不動産投資において社会情勢の変化による土地価格の変動は悩みの種といえます。家賃収入などからキャピタルゲインを形成するために行う中長期の投資においては大切な要素です。近年、技術発展が目覚ましい自動運転も長い目で見れば不動産価格に影響を与える可能性があります。本稿では、自動運転が不動産価格に与える影響について解説します。
自動運転の発展段階とは?
2010年代を通してGoogleやテスラモーターなどの米国企業を中心とした自動運転の技術開発が行われてきました。遠い未来のように思われていた自動運転ですがすぐそこまで実用化が迫ってきています。自動運転の技術レベルは、1~5の5段階です。自動運転普及による不動産価格の変動について知る前にまずは自動運転の実用化レベルについて把握しておきましょう。
レベル1:自動車の操作ミスの防止サポート
レベル1にカテゴライズされる自動運転は、ブレーキアシストや前者追従などの運転サポートシステムです。この段階では、ドライバーも必須で2020年半ばにはすでに実用化されています。
レベル2:AIによるハンドリングサポート
レベル2の段階になるとレーンキープのための加速減・ハンドリングを自動で行う機能です。2015年からすでに実用化が始まっていて2020年現在では普及が進んでいる段階です。
レベル3:AIによる一部運転代行
レベル3になると運転をAIが一部代行できるようになりドライバーはAIの補助を行う役割となります。技術的には実現可能な域に達しており、高速道路限定のレベル3車両が各メーカーから提供されると見られています。
レベル4:AIによる運転の代行、ドライバーは座ったまま
レベル4の自動運転では、ドライバー座席に座っているだけで完全にAIが運転を代行してくれます。2020年現在では、2025年ごろにはタクシーやMaasなどでの活用が見込まれていて市販車でも一部展開が予想されています。レベル4まで普及すると、移動に関する常識が大きく変わる可能性があり、それにより人々の暮らしのあり方にも変化が訪れるかもしれません。

## 課題 A
自動運転に関する文章のうち、「レベル1:自動車の操作ミスの防止サポート」から「提供されると見られています。」までを、両端の語句も含めて正確に打ち直しなさい。

## データ行
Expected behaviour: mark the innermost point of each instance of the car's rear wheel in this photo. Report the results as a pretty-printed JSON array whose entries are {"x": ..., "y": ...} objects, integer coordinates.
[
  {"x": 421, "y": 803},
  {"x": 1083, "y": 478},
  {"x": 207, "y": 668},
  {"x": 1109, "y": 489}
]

## 課題 B
上に示したエントリの各行を、一字も変えずにすべてそのまま繰り返しなさい。

## 演習結果 A
レベル1:自動車の操作ミスの防止サポート
レベル1にカテゴライズされる自動運転は、ブレーキアシストや前者追従などの運転サポートシステムです。この段階では、ドライバーも必須で2020年半ばにはすでに実用化されています。
レベル2:AIによるハンドリングサポート
レベル2の段階になるとレーンキープのための加速減・ハンドリングを自動で行う機能です。2015年からすでに実用化が始まっていて2020年現在では普及が進んでいる段階です。
レベル3:AIによる一部運転代行
レベル3になると運転をAIが一部代行できるようになりドライバーはAIの補助を行う役割となります。技術的には実現可能な域に達しており、高速道路限定のレベル3車両が各メーカーから提供されると見られています。

## 演習結果 B
Expected behaviour: mark the innermost point of each instance of the car's rear wheel in this photo. Report the results as a pretty-printed JSON array whose entries are {"x": ..., "y": ...} objects, integer coordinates.
[
  {"x": 421, "y": 803},
  {"x": 1083, "y": 478},
  {"x": 207, "y": 668},
  {"x": 1109, "y": 489}
]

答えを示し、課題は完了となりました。